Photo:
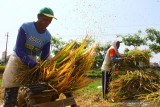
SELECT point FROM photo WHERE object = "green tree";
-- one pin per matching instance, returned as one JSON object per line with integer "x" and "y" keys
{"x": 133, "y": 40}
{"x": 154, "y": 36}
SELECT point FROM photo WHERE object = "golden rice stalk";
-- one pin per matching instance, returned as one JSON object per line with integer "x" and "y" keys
{"x": 65, "y": 72}
{"x": 133, "y": 84}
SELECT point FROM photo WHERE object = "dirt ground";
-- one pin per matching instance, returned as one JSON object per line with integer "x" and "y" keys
{"x": 93, "y": 101}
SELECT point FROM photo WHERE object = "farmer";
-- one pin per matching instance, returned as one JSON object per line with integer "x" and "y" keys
{"x": 33, "y": 40}
{"x": 111, "y": 58}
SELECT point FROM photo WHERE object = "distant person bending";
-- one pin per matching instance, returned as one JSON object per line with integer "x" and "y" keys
{"x": 111, "y": 58}
{"x": 33, "y": 40}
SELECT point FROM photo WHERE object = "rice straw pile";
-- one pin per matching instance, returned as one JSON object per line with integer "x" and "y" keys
{"x": 133, "y": 82}
{"x": 65, "y": 72}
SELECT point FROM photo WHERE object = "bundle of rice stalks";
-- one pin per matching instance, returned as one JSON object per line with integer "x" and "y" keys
{"x": 133, "y": 84}
{"x": 134, "y": 58}
{"x": 154, "y": 96}
{"x": 65, "y": 72}
{"x": 130, "y": 80}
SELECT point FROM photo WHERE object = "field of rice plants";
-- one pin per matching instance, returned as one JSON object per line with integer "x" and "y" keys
{"x": 70, "y": 71}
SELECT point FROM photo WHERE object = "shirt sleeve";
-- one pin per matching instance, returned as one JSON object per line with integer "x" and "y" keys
{"x": 113, "y": 56}
{"x": 112, "y": 52}
{"x": 45, "y": 51}
{"x": 20, "y": 49}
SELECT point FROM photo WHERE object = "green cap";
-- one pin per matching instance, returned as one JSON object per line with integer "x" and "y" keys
{"x": 47, "y": 12}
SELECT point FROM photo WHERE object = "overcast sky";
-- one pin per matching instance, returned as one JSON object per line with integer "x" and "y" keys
{"x": 103, "y": 19}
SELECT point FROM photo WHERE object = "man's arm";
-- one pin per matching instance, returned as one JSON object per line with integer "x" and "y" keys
{"x": 20, "y": 49}
{"x": 45, "y": 51}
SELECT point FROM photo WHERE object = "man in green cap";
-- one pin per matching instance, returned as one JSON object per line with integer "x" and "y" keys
{"x": 33, "y": 40}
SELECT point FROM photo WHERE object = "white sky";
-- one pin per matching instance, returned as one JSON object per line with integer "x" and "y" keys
{"x": 101, "y": 18}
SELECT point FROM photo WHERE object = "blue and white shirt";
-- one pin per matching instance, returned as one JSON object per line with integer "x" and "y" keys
{"x": 31, "y": 42}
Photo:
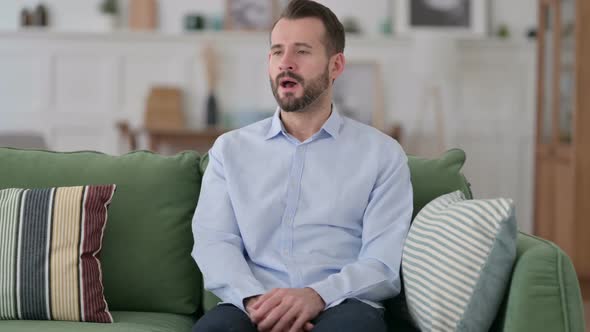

Goal ▸
Return each line of the listing above that contains the string "white". Case matters when matching.

Result of the exercise ▸
SELECT point FROM photo WHERE object = "white sky";
SELECT point FROM photo WHERE object = "blue and white shirt";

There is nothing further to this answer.